Document passage.
┏━━

Hey Michael @mosofsky ! Thank you for sharing your work!
Comments for the first Total Points plot:
- TQN lags behind and follow QN
- QN can be unstable even converged. Thank you TQN.
Questions…
- Why are the 1st and the 2nd Total Points plot different in early episodes? The 2nd plot looks more reasonable to me as the robot should hardly get good points at the beginning.
- In the 2nd plot, the light blue and the pink lines are for QN and moving average of QN respectively?
My sharing:
- You didn’t use the loss but the total points, so I used the loss, and a couple of others, but only for the QN because we already know that TQN follows QN and is more stable than QN.
- Instead of saving a trained NN after each episode, my readings are obtained over the course of training in each episode and get aggregated. Therefore, the readings are NOT always from using the best action, because the learning epsilons are not zero.
Explain:
- Grey area implies robot crashed in those episodes
- blue line is 50 episodes moving average
- x-axis is episodes, from 0 to 1999
Case 1: Learning epsilon = 1.0, fully exploring
Six plots arranged as
Column 1 | Column 2 |
---|---|
Total Displacement | Number of Timesteps |
Total Points | Reward per timestep |
Total Loss | Loss per update |
Observations:
- number of timesteps & total displacement small at first for crashing early, then increases by improvement against early crashing, and decreases for more optimal actions
- 2 significant changes occured at around episode 500 and 1200. The first change is a sharp improvement, whereas the second change is a recoverable short-term degradation
- Reward per timestep increasing, so it’s getting more efficient.

┗━━

[Saved data entries]
┏━━

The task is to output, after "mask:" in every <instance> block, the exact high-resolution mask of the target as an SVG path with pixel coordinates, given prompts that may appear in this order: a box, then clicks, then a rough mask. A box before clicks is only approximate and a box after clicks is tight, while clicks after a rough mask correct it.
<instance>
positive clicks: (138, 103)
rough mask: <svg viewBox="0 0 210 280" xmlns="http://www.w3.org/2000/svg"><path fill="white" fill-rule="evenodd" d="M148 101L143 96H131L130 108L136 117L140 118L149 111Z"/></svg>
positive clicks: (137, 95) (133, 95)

┗━━

What you need to do.
A. Answer these questions about the forum post on QN and TQN training:
(i) What does a grey area in the plots indicate?
(ii) What learning epsilon value is used in Case 1?
(iii) Around which episodes did the two significant changes occur?
B. Print the part of the forum post on QN and TQN training that opens with the words containing "Comments for the" and closes with "of QN respectively?".
C. Write what follows the last sentence of the forum post on QN and TQN training, continuing it from where it stops.

Results in order.
A.
(i) The robot crashed in those episodes.
(ii) 1.0, which means fully exploring.
(iii) Around episode 500 and episode 1200.

B.
Comments for the first Total Points plot:
- TQN lags behind and follow QN
- QN can be unstable even converged. Thank you TQN.
Questions…
- Why are the 1st and the 2nd Total Points plot different in early episodes? The 2nd plot looks more reasonable to me as the robot should hardly get good points at the beginning.
- In the 2nd plot, the light blue and the pink lines are for QN and moving average of QN respectively?

C.
Case 2: learning epsilon = 0.5, half exploring
Six plots arranged as
Column 1 | Column 2 |
---|---|
Total Displacement | Number of Timesteps |
Total Points | Reward per timestep |
Total Loss | Loss per update |
Observations
- Total loss looks to be oscillating at first and that should be due to the change in number of timestamp, and that’s why the same oscillation does not appear in the loss per update plot
- No short-term degradation observed as in case 1.
- Crashing improves slower than case 1.
Cheers,
Raymond
Code changes:
def agent_learn(experiences, gamma):
...
return loss #Added
# Section 9
ep_buffer = [] #Added
for i in range(num_episodes):
ts_buffer = [] #Added
...
if update:
...
loss = agent_learn(experiences, GAMMA) #Changed
else: #Added
loss = 0. #Added
ts_buffer.append([np.sqrt(((state[:2] - next_state[:2])**2).sum()), reward, loss, float(update)]) #Added
...
# if av_latest_points >= 200.0: #Changed
# print(f"\n\nEnvironment solved in {i+1} episodes!") #Changed
# q_network.save('lunar_lander_model.h5') #Changed
# break #Changed
ep_buffer.append((t, env.game_over or abs(state[0]) >= 1.0, total_points, *np.array(ts_buffer).sum(axis=0))) #Added
# Plots
t, crashed, total_points, distance, reward, loss, update = np.array(ep_buffer).T
lines = {
'number of timesteps': t,
'total points': total_points,
'total displacement': distance,
'total loss': loss,
'reward per timestep': reward/t,
'loss per update': loss/update
}
from matplotlib import pyplot as plt
fig, axes = plt.subplots(3, 2, figsize=(16, 16), sharex=True)
for (name, line), ax in zip(lines.items(), axes.flatten()):
ma = np.cumsum(line)
ma[50:] = ma[50:] - ma[:-50]
ma = ma[50-1:] / 50
ax.twinx().fill_between(np.arange(len(line)), crashed, 0, color='grey', alpha=.2)
ax.plot(line, lw=0.5, color='red')
ax.plot(ma, color='blue')
ax.set_ylabel(name)